Written task 1: In the city profile, how many members make up the Common Council, and how many districts elect them?
Written task 2: Resume the city profile, picking up right after its last sentence about the economy.

Passage for review:
▶

There were 2,766 households, out of which 25.2% had children under the age of 18 living with them, 24.6% were married couples living together, 19.4% had a female householder with no husband present, and 50.5% were non-families. 40.9% of all households were made up of individuals, and 13.6% had someone living alone who was 65 years of age or older. The average household size was 2.24 and the average family size was 3.09.

In the city, the population was spread out, with 22.5% under the age of 18, 9.8% from 18 to 24, 27.3% from 25 to 44, 27.0% from 45 to 64, and 13.5% who were 65 years of age or older. The median age was 37.5 years. For every 100 females, there were 106.7 males. For every 100 females age 18 and over, there were 105.6 males.

The median income for a household in the city was $35,117, and the median income for a family was $37,400. Males had a median income of $26,274 versus $22,598 for females. The per capita income for the city was $22,353. About 23.0% of families and 23.2% of the population were below the poverty line, including 31.8% of those under age 18 and 19.1% of those age 65 or over.

Government

The city has a mayor-council form of elected government. Since the 1990s, nine mayors have served: William Allen, Dolly Allen, Richard Scalera, Kenneth Cranna, Richard Tracy, William Hallenbeck, Tiffany Martin Hamilton, Rick Rector, and Kamal Johnson. This period has been marked by unusual levels of friction between elected officials and residents, as the demographics and economics of the city have shifted. The Common Council consists of ten members elected from five districts, and a Council President elected citywide, as is the Treasurer.

Economy
After a steep economic decline in the 1960s and '70s, following the loss of jobs due to restructuring in the manufacturing sector, the city has undergone a significant revival. The economy has shifted to one based on tourism, services and related retail.

◀

Stored rows:

▶

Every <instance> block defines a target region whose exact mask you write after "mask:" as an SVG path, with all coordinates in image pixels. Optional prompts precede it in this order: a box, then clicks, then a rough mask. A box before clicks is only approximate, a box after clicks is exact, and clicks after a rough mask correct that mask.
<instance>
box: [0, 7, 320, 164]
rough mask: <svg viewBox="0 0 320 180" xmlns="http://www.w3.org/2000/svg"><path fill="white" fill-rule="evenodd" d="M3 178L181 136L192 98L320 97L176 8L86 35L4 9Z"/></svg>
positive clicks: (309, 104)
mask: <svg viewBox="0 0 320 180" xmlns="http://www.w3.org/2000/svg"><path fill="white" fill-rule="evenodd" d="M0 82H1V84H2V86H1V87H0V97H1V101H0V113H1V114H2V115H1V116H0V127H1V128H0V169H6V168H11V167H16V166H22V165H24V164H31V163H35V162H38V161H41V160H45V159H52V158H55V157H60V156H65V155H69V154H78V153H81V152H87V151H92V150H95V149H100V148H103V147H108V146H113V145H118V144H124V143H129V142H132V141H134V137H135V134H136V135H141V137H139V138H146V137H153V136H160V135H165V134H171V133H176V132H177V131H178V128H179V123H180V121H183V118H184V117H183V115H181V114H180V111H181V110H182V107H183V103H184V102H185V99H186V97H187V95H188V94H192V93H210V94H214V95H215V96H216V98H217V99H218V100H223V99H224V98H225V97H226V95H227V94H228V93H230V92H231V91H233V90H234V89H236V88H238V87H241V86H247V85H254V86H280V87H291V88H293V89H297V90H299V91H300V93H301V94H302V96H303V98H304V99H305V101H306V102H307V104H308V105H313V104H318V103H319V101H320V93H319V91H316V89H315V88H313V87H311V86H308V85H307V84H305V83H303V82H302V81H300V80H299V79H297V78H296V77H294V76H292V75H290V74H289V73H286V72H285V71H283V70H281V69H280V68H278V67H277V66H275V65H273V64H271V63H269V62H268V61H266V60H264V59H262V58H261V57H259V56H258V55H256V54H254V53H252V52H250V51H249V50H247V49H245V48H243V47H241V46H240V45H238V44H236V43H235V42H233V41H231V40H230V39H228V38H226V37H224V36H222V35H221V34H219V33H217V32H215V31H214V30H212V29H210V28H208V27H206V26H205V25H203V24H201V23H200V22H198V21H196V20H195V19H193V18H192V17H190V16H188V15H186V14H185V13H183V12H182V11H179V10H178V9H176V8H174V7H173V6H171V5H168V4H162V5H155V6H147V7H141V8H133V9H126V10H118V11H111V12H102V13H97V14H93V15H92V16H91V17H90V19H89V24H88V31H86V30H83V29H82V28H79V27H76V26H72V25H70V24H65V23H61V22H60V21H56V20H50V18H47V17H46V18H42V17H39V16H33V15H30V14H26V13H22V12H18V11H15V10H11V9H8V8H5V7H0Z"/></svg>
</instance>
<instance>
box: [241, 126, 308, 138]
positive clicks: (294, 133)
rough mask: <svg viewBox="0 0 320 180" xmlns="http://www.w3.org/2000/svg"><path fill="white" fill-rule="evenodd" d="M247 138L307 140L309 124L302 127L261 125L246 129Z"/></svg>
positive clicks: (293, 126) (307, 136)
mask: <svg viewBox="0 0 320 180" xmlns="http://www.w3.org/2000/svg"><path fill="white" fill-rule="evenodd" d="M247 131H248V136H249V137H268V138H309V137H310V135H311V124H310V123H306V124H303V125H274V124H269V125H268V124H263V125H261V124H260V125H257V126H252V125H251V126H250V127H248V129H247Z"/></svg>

◀

Response area 1: Ten members, elected from five districts.

Response area 2:
Attracted by its quality architecture, a group of antiques dealers opened shops on the city's main thoroughfare, Warren Street, in the mid-1980s. Among these were the Hudson Antiques Center, founded by Alain Pioton, and the English Antiques Center. In the early 21st century, the city has nearly seventy shops now, represented by the Hudson Antiques Dealers Association (HADA). The business revival stimulated tourism and attracted residents, some taking second homes in the city. It has become known for its active arts scene, restaurants, art galleries and nightlife, in addition to the antique shops.

Transportation

Amtrak, the national passenger rail system, provides service to Hudson via the Hudson station.

Columbia County Public Transportation provides local service and commuter service to Albany.

Local news sources
The Register Star
Modern Farmer

Attractions

Hudson is home to the Firemen's Association of the State of New York (FASNY) Museum of Firefighting, one of the largest fire service-centered museums in the world. It is on the grounds of the FASNY Firemen's home, the first nursing home for firemen in the country.

The Hudson Music Festival was an annual event established in 2011 and was New York's largest free music festival. The fourth annual Hudson Music Festival took place August 8, 9 & 10, 2014 and showcased 100 acts.

Hudson Hall, an arts venue and organization, is located on Warren Street in the center of the city. It is New York's oldest operating theater.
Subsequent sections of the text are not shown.